--- START Excerpt ---
Children bully each other because adults do

bullying

Children bully each other because adults do

‘Kids can be so cruel’ is a phrase often uttered by parents who hear of children being ganged up on or isolated by their peers. This may be in the school playgrounds or, as has become more common in recent years, via the internet and social media.

It is of course true that kids tend to lack the maturity to understand the consequence of their behaviour, and that they often see difference as weakness, hence adults who grew up with wearing anything like glasses, hearing aids or dental braces will likely have stories of being teased at school as a result.

Children, however, are not innately prejudiced. My three-year-old daughter does not seem to notice whether other kids are black, white, Chinese or any other race. She barely even seems aware of whether they are boys or girls. She understands that my brother and his husband are a couple in the same way as her own parents and grandparents are, but doesn’t seem to find it unusual or unnatural that they are both men.

Children are not racists, sexists or homophobes. Prejudice and bigotry are largely behaviours that are learned and passed on by adults. There’s a lot of truth in the below (not very child- or work-friendly) clip from a Family Guy episode where a multicultural group of children are getting along fine until Stewie tells them of all the war and injustice committed by and towards people of their race.
--- END Excerpt ---
--- START Stored data ---
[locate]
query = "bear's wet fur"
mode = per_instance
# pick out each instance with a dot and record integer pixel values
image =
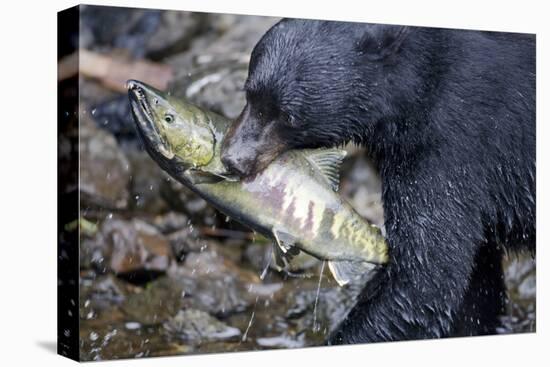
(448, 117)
--- END Stored data ---
--- START Stored data ---
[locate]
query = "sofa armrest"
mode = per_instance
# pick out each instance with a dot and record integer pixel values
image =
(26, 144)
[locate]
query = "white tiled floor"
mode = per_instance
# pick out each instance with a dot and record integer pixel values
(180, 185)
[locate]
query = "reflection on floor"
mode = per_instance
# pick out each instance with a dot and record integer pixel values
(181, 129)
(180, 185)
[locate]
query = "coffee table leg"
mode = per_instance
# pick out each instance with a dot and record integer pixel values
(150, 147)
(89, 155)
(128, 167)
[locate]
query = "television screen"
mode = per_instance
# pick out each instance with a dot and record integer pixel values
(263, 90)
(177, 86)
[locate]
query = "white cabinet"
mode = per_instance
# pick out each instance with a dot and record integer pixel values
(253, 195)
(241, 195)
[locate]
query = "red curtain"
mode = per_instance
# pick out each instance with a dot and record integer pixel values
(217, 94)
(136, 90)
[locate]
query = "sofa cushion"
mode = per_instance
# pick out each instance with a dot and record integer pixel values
--- END Stored data ---
--- START Stored data ---
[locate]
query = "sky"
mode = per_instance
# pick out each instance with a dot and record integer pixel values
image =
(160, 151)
--- END Stored data ---
> [Tasks]:
1) Decide whether each statement below agrees with the excerpt on bullying, answering yes or no and quoting the deciding words of the excerpt. (a) The writer's daughter is three years old. (b) The writer's brother is married to a woman. (c) The excerpt says children are ganged up on only in school playgrounds.
2) Extract from the excerpt on bullying the part that opens with the words containing "It is of course" and closes with "as a result.".

> [Solutions below]:
1)
(a) Yes: "My three-year-old daughter"
(b) No: "my brother and his husband are a couple"
(c) No: "This may be in the school playgrounds or, as has become more common in recent years, via the internet and social media."

2)
It is of course true that kids tend to lack the maturity to understand the consequence of their behaviour, and that they often see difference as weakness, hence adults who grew up with wearing anything like glasses, hearing aids or dental braces will likely have stories of being teased at school as a result.